Written task ▸ Count the lines in the items below that contain the word "building", matching case exactly, and give only the number.

BEGIN

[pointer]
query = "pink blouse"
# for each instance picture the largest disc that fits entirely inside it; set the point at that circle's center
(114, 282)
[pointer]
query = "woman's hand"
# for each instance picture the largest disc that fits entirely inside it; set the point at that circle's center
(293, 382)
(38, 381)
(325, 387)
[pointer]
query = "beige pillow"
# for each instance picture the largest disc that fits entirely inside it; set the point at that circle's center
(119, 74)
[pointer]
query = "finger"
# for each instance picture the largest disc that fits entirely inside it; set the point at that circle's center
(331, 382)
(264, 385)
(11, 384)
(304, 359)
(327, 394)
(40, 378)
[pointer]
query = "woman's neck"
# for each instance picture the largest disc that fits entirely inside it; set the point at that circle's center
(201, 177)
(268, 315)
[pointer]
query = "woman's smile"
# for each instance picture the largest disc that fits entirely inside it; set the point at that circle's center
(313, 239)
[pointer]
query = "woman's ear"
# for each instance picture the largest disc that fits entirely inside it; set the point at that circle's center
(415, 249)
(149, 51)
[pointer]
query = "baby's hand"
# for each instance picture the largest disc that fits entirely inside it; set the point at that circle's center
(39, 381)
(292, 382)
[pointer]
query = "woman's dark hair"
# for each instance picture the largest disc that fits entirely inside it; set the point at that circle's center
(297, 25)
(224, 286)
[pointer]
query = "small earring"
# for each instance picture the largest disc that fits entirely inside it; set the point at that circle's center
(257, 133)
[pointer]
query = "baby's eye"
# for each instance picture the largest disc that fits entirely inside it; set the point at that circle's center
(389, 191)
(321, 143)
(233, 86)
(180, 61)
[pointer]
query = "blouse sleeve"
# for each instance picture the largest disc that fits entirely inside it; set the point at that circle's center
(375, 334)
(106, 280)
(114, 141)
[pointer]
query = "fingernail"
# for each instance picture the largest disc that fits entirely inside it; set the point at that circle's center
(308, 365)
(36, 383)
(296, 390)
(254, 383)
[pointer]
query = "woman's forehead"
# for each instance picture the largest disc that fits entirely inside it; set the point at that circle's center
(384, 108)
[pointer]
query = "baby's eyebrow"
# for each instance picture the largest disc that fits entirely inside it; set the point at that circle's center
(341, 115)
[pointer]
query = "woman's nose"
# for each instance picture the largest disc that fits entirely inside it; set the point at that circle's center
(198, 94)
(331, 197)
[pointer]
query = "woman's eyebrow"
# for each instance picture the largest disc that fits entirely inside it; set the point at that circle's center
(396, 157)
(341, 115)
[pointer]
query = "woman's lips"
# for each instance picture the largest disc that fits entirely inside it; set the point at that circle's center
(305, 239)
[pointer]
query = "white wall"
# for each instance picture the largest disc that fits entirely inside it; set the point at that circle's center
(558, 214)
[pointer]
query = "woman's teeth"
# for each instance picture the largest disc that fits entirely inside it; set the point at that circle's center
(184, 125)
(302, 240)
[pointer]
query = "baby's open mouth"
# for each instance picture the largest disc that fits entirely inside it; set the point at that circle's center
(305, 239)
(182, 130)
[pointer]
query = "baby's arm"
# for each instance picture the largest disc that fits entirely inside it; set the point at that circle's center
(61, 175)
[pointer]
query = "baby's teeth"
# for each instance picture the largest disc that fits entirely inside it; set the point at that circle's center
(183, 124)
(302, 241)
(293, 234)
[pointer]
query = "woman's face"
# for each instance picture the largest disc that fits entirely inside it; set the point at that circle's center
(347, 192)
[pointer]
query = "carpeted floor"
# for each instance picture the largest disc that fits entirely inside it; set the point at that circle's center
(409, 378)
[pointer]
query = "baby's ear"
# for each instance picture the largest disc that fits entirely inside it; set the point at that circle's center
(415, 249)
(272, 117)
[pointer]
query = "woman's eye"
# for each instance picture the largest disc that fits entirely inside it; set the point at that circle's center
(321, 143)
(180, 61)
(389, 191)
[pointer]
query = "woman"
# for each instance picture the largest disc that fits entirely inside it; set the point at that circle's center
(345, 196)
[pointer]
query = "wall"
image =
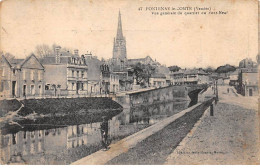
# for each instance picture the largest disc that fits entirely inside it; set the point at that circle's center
(56, 74)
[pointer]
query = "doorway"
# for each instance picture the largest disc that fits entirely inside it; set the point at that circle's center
(77, 87)
(13, 88)
(250, 92)
(24, 90)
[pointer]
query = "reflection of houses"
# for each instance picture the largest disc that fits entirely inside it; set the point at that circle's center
(94, 74)
(193, 76)
(31, 145)
(21, 77)
(147, 60)
(233, 77)
(65, 73)
(157, 80)
(247, 63)
(85, 134)
(89, 134)
(25, 144)
(109, 80)
(248, 82)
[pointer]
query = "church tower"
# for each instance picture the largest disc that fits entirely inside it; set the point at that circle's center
(119, 49)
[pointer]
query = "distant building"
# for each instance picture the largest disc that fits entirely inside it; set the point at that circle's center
(247, 63)
(248, 82)
(157, 80)
(119, 59)
(118, 64)
(109, 80)
(94, 74)
(233, 77)
(65, 74)
(147, 60)
(22, 77)
(190, 76)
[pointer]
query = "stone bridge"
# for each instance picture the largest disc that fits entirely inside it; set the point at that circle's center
(159, 95)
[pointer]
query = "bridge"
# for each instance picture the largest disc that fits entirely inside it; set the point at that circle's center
(159, 95)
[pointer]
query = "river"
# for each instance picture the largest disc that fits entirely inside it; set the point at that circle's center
(71, 138)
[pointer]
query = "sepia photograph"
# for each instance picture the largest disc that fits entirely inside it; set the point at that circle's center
(129, 82)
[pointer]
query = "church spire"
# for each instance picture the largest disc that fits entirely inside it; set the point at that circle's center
(119, 28)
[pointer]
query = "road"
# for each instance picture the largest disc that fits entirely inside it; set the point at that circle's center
(231, 136)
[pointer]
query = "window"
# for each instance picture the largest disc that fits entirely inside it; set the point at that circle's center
(31, 74)
(24, 134)
(72, 86)
(32, 90)
(82, 74)
(47, 87)
(3, 72)
(39, 75)
(24, 74)
(82, 86)
(2, 86)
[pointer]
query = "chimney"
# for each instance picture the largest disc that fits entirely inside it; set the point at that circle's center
(57, 54)
(76, 52)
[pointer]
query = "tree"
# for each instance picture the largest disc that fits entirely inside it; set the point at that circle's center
(209, 69)
(42, 51)
(9, 56)
(143, 73)
(225, 69)
(174, 68)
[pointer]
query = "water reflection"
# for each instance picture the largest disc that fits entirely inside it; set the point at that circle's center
(55, 145)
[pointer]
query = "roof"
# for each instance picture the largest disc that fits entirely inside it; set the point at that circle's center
(195, 71)
(158, 75)
(15, 62)
(6, 60)
(249, 70)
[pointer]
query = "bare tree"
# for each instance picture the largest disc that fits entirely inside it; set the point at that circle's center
(43, 51)
(7, 55)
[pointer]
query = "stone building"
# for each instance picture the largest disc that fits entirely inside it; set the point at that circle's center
(22, 77)
(65, 74)
(248, 82)
(189, 76)
(119, 59)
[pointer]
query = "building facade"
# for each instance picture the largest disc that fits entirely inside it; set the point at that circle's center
(248, 82)
(119, 49)
(157, 80)
(189, 77)
(65, 74)
(22, 77)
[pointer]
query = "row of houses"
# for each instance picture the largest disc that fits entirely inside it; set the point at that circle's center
(60, 74)
(189, 77)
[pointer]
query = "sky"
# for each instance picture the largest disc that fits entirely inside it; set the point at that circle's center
(90, 25)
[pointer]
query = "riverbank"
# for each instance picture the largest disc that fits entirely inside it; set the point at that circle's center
(127, 144)
(33, 114)
(231, 136)
(156, 148)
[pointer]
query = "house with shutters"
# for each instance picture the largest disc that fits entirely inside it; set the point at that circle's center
(21, 77)
(65, 74)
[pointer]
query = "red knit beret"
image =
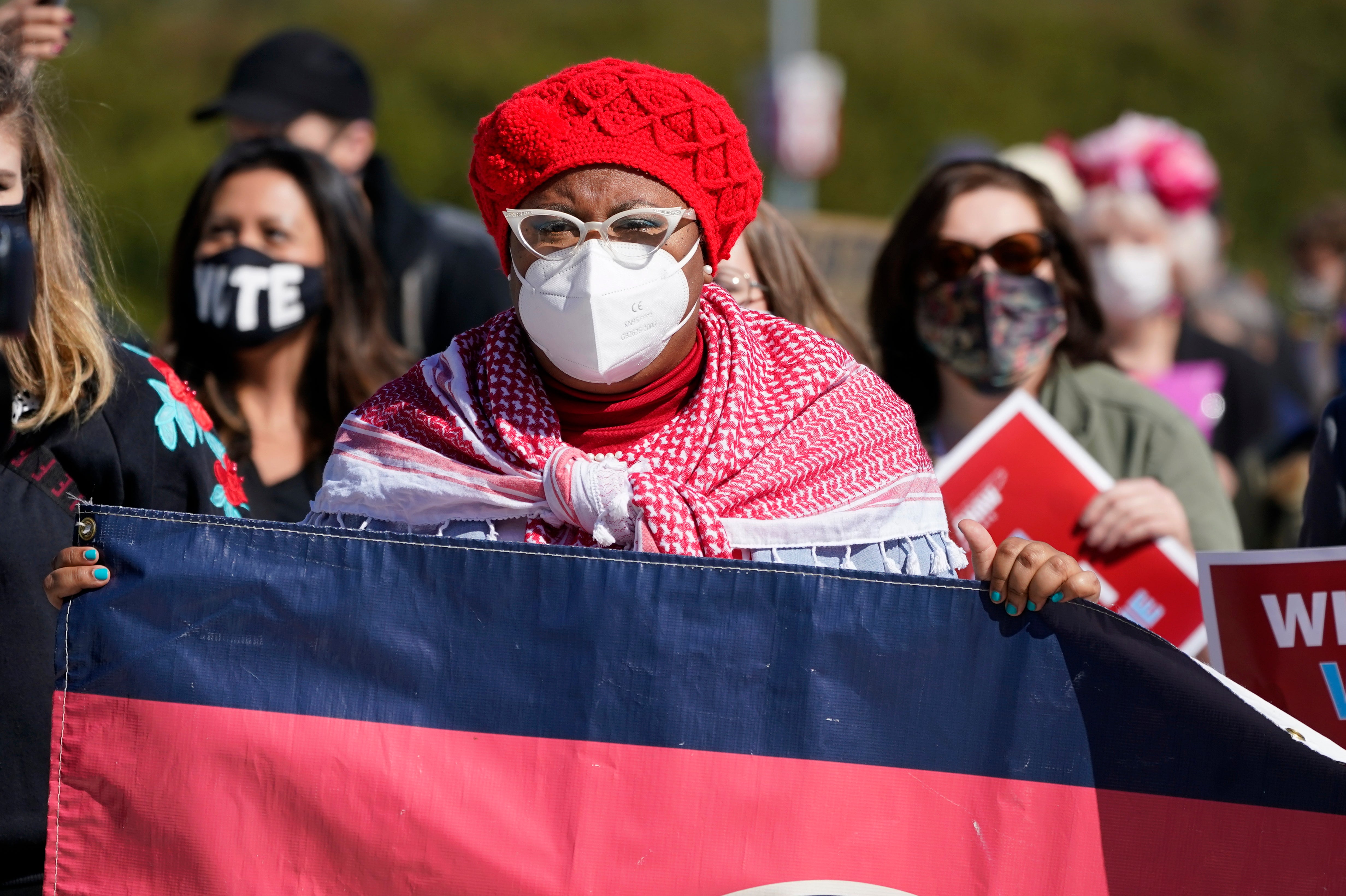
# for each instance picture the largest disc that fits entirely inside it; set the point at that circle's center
(667, 126)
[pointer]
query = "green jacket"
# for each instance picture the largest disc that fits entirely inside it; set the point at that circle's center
(1134, 432)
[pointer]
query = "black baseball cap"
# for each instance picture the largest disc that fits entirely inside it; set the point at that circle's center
(291, 73)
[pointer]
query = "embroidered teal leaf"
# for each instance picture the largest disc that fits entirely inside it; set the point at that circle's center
(167, 418)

END

Output of the task ▸ 3